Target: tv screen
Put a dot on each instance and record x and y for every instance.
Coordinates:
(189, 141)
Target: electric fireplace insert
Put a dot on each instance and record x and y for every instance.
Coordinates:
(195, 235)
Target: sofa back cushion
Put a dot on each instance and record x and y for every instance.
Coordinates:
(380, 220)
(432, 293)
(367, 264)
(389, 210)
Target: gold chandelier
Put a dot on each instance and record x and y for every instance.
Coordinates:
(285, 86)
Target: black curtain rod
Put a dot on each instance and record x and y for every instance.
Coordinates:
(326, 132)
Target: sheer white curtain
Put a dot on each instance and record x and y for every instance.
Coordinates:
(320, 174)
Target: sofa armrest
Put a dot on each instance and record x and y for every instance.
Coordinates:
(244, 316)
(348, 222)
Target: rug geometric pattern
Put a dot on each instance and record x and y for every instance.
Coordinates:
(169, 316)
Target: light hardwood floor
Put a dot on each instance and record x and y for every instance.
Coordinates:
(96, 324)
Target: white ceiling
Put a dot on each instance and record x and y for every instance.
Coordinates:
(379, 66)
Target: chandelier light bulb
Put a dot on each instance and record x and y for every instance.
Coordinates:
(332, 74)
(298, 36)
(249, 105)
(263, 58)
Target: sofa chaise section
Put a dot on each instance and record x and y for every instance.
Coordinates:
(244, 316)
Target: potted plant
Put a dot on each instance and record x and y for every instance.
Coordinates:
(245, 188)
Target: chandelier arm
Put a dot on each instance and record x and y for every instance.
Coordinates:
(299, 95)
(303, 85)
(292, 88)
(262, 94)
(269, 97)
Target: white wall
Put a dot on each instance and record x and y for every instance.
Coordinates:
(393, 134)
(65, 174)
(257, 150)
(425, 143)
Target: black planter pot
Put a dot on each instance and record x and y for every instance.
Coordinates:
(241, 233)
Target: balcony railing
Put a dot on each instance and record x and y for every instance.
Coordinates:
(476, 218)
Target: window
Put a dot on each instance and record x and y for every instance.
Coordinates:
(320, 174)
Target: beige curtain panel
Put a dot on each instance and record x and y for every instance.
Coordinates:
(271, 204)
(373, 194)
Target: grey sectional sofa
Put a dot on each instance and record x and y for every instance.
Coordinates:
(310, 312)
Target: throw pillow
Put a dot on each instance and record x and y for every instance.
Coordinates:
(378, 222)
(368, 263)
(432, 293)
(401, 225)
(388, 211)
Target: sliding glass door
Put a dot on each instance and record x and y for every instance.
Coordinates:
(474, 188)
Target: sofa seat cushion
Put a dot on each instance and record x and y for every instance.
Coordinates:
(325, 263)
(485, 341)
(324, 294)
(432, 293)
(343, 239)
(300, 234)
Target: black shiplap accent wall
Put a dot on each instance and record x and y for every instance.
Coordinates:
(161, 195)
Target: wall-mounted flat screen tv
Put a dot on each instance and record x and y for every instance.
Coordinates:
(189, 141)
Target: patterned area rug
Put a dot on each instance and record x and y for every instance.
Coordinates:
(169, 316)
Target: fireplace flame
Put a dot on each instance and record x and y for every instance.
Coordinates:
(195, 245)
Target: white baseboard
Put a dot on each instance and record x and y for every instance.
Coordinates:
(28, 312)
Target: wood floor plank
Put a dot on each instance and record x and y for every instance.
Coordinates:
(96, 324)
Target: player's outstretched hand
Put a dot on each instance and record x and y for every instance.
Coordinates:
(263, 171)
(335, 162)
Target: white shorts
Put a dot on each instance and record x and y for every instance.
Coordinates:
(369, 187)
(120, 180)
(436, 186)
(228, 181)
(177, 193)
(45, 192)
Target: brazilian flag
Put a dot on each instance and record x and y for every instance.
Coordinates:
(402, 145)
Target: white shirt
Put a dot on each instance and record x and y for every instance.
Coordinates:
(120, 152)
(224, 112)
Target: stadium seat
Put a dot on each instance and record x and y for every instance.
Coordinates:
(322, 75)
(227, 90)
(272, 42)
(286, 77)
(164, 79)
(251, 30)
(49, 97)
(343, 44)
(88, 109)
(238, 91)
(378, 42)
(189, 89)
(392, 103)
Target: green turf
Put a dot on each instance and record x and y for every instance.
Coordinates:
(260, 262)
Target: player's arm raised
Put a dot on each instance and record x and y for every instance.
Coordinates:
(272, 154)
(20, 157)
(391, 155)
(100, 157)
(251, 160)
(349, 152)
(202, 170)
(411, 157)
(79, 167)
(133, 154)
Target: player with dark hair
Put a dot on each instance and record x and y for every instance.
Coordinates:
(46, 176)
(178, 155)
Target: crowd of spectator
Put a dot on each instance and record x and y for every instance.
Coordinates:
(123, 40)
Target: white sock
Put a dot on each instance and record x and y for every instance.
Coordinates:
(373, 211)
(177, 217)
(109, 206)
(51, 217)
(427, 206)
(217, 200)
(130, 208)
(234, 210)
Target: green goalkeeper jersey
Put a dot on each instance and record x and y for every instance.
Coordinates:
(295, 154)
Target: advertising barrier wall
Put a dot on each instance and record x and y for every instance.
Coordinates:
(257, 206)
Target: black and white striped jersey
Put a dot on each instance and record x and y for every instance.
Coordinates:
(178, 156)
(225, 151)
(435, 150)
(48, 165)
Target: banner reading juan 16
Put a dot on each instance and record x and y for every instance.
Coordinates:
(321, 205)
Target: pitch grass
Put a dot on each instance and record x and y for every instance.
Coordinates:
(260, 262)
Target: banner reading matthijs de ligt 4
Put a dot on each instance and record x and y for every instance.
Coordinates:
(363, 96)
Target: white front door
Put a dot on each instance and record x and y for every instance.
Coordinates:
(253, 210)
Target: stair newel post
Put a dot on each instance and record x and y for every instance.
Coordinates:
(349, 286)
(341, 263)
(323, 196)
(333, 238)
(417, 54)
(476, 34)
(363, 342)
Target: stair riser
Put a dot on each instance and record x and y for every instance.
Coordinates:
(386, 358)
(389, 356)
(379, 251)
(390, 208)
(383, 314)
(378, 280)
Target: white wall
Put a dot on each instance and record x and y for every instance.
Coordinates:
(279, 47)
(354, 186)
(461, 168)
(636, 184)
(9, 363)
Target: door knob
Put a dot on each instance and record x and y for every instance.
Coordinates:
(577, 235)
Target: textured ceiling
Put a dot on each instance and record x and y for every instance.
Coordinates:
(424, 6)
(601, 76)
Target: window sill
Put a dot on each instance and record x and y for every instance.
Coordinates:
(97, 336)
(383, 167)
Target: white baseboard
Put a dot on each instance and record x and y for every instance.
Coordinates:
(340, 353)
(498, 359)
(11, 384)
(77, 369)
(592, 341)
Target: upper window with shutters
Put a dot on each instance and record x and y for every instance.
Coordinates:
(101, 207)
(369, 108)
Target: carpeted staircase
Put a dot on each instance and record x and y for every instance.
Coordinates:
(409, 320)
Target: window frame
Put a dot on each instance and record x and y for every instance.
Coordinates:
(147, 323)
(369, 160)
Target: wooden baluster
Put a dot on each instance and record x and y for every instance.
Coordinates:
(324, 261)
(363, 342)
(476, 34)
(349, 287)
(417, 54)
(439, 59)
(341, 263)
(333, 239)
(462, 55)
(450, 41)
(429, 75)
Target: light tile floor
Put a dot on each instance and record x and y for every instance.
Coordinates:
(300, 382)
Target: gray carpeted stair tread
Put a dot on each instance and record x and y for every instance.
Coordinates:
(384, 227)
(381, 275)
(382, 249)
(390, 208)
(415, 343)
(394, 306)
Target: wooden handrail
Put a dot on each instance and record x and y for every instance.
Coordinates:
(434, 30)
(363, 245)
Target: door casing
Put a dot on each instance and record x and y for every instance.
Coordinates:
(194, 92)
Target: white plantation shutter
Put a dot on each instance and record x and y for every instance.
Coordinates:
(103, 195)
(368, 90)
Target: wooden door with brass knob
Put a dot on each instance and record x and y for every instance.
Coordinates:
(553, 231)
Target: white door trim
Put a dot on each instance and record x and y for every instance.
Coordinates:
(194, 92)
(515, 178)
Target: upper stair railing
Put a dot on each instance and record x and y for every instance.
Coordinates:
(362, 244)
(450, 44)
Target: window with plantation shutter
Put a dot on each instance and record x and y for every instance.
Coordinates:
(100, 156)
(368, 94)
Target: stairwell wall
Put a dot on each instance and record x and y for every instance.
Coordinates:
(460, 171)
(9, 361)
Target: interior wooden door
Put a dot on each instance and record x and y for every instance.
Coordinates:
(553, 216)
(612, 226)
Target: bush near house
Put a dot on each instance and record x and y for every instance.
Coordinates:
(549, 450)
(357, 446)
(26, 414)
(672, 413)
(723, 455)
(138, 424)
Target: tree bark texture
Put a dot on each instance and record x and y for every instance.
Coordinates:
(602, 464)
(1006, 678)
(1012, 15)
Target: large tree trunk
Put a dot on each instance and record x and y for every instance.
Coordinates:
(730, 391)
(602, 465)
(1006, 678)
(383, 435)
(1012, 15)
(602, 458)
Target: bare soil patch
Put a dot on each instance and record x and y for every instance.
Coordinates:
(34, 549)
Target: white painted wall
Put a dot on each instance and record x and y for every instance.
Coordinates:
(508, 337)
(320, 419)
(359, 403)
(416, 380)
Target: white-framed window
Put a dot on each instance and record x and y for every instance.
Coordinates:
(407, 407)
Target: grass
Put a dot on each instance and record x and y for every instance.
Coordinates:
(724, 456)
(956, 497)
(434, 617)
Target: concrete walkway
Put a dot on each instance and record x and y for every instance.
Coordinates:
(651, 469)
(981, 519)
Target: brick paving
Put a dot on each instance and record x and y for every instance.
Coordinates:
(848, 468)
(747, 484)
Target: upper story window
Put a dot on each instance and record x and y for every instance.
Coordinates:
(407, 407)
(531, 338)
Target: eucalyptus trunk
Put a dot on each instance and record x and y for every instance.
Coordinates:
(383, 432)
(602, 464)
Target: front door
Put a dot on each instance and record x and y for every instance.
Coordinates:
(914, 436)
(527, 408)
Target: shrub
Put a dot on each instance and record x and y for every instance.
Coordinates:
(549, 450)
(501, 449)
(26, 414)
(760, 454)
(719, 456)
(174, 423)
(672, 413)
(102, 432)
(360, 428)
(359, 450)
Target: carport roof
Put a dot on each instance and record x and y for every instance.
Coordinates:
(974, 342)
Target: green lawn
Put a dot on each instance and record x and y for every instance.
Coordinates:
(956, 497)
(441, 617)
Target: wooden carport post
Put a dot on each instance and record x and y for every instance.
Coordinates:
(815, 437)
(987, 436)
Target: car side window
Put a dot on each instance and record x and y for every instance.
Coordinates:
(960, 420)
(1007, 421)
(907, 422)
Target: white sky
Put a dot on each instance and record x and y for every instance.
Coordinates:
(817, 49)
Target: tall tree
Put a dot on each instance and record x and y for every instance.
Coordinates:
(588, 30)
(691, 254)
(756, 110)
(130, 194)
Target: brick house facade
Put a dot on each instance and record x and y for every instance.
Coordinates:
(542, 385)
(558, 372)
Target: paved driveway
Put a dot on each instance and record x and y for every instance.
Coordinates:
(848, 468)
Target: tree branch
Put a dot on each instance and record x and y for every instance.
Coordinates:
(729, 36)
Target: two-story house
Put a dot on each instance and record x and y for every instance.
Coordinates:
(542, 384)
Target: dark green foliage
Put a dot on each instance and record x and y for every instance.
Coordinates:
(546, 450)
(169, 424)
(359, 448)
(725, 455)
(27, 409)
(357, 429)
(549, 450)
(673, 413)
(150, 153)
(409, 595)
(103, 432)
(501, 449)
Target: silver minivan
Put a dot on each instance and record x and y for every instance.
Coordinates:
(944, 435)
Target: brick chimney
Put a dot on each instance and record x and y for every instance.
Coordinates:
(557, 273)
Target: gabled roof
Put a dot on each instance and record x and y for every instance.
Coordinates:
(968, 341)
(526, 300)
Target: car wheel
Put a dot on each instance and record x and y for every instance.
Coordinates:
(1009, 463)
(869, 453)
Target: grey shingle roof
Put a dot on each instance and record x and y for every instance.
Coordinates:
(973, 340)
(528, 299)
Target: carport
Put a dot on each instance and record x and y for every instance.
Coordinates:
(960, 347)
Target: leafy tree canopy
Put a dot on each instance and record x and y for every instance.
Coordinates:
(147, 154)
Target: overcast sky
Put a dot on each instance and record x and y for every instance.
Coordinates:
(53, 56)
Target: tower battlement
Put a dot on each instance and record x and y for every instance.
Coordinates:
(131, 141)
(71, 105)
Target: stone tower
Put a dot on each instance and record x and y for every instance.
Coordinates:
• • • •
Set down, unchanged, the line that contains "Target: two-story house" together with every later line in the records, through the last one.

**THE OUTPUT**:
Target: two-story house
Put a dot on each instance and record x and y for every instance.
Coordinates:
(542, 384)
Target: dark green foliage
Put a dot on each instance and record x and y for every instance.
Coordinates:
(546, 450)
(169, 424)
(359, 448)
(725, 455)
(27, 409)
(357, 429)
(549, 450)
(673, 413)
(150, 153)
(409, 595)
(103, 432)
(501, 449)
Target: silver minivan
Put a dot on each instance and record x and y for every instance.
Coordinates:
(944, 435)
Target: brick chimney
Put a dot on each instance and record x and y for every instance.
Coordinates:
(557, 273)
Target: gabled roof
Put a dot on each instance and record x and y for every instance.
Coordinates:
(968, 341)
(526, 300)
Target: car wheel
Put a dot on each instance and record x and y for every instance.
Coordinates:
(1009, 463)
(869, 453)
Target: grey shingle roof
Put a dot on each instance and record x and y for every instance.
Coordinates:
(973, 340)
(528, 299)
Target: carport
Put a dot on each instance and record x and y for every instance.
Coordinates:
(960, 347)
Target: leafy tree canopy
Put a dot on each instance and record x and y for every instance.
Coordinates:
(147, 154)
Target: overcast sky
Put a dot on each instance and record x and y for every instance.
Coordinates:
(53, 56)
Target: tower battlement
Put a dot on each instance and record x and y for every instance.
Coordinates:
(131, 141)
(71, 105)
Target: stone tower
Put a dot on each instance and record x and y for every instance.
Coordinates:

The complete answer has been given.